| Elenco dei compiti |
**A)** Ricopia dal brano sul Venerdì Santo di Isernia il tratto da "La Settimana Santa inizia" a "tutta l'area meridionale.".
**B)** Rispondi alle domande seguenti in base al brano sul Venerdì Santo di Isernia:
(i) Quale confraternita organizza la processione del Cristo Morto?
(ii) Chi esegue la preparazione delle statue della Mater Dolorosa e del Cristo Morto?
(iii) Da quante spade è trafitto il cuore argenteo sul petto dell'Addolorata?

| Brano fornito |
____________________
La Settimana Santa inizia dopo il periodo quaresimale, la Domenica delle Palme e si conclude con la Pasqua. I rituali della Settimana Santa appartengono alla tradizione del dramma sacro, espressione della partecipazione popolare alla liturgia e al sentimento del lutto per la morte di Cristo. La celebrazione del lutto si manifesta in modo particolare attraverso le processioni del Cristo Morto, organizzate in molte località italiane il Venerdi Santo e ampiamente diffuse in Molise e in tutta l'area meridionale.

Il Venerdi Santo di Isernia

La processione del Cristo Morto di Isernia è resa particolarmente suggestiva dalla partecipazione di penitenti, uomini e donne, che indossano una tunica bianca, cinta da un cordone rosso, e un cappuccio che ne cela l'identità. I penitenti portano croci e simulacri raffiguranti la passione e la morte di Gesù: le statue del Cristo Morto e della Mater Dolorosa, i busti degli Ecce Homo e le croci. Alcuni incappucciati sono scalzi, in segno di penitenza. Alla processione, organizzata dalla confraternita del Santissimo Sacramento, partecipano anche le confraternite di Santa Maria del Suffragio, di San Domenico, di Sant'Antonio e l'arciconfraternita di San Nicandro e San Pietro Celestino. Nella confraternita di Sant'Antonio è ampia la partecipazione dei Rom di Isernia, molto devoti a questo santo. Le confraternite si distinguono per il colore delle mantelline o mozzette indossate dai fedeli non incappucciati, tra i quali vi sono numerosi bambini.

Nel Venerdì Santo di Isernia i simulacri religiosi hanno un'importanza fondamentale, e ad essi viene dedicata una particolare attenzione. La preparazione delle statue della Mater Dolorosa e del Cristo Morto è infatti eseguita da alcune donne anziane, con accuratezza e, come spesso accade in questi casi, in un'atmosfera di riservatezza e di religioso raccoglimento. Il corpo del Cristo sul letto di morte, segnato dalle rosse ferite del martirio, è ornato con una composizione di fiori freschi che lo circonda interamente. La statua dell'Addolorata viene vestita con un abito nero e un mantello, arricchiti da ricami dorati, sulla testa ha una corona e sul petto un grande cuore argenteo, trafitto da sette spade, i sette peccati capitali. Il sentimento di dolore è reiterato nei busti dell'Ecce Homo, che presentano Gesù dopo la flagellazione, con le mani legate e un fusto di canna, posto di traverso, simbolo dello scettro derisorio. L'immagine dell'Ecce Homo, con la corona di spine e il mantello rosso che lascia intravedere i segni della tortura, accentuando l'umiliazione di Cristo, rafforza il senso di pietosa condivisione del lutto. In queste intense espressioni iconografiche, frutto dell'adattamento tra arte religiosa e devozione popolare, emerge il contrasto tra la vita e la morte, rappresentato nei colori: il rosso del sangue, la varietà dei fiori, il nero delle vesti, l'oro dei ricami, infine il bianco, dirompente dai corpi gessosi e dagli abiti degli incappucciati.
____________________
| Dati forniti |
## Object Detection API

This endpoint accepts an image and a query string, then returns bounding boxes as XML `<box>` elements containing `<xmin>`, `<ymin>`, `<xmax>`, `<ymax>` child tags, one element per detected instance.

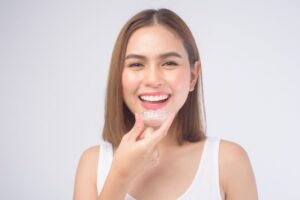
____________________
| Esercizi svolti |
**A)**
La Settimana Santa inizia dopo il periodo quaresimale, la Domenica delle Palme e si conclude con la Pasqua. I rituali della Settimana Santa appartengono alla tradizione del dramma sacro, espressione della partecipazione popolare alla liturgia e al sentimento del lutto per la morte di Cristo. La celebrazione del lutto si manifesta in modo particolare attraverso le processioni del Cristo Morto, organizzate in molte località italiane il Venerdi Santo e ampiamente diffuse in Molise e in tutta l'area meridionale.

**B)**
(i) La confraternita del Santissimo Sacramento.
(ii) Alcune donne anziane.
(iii) Da sette spade.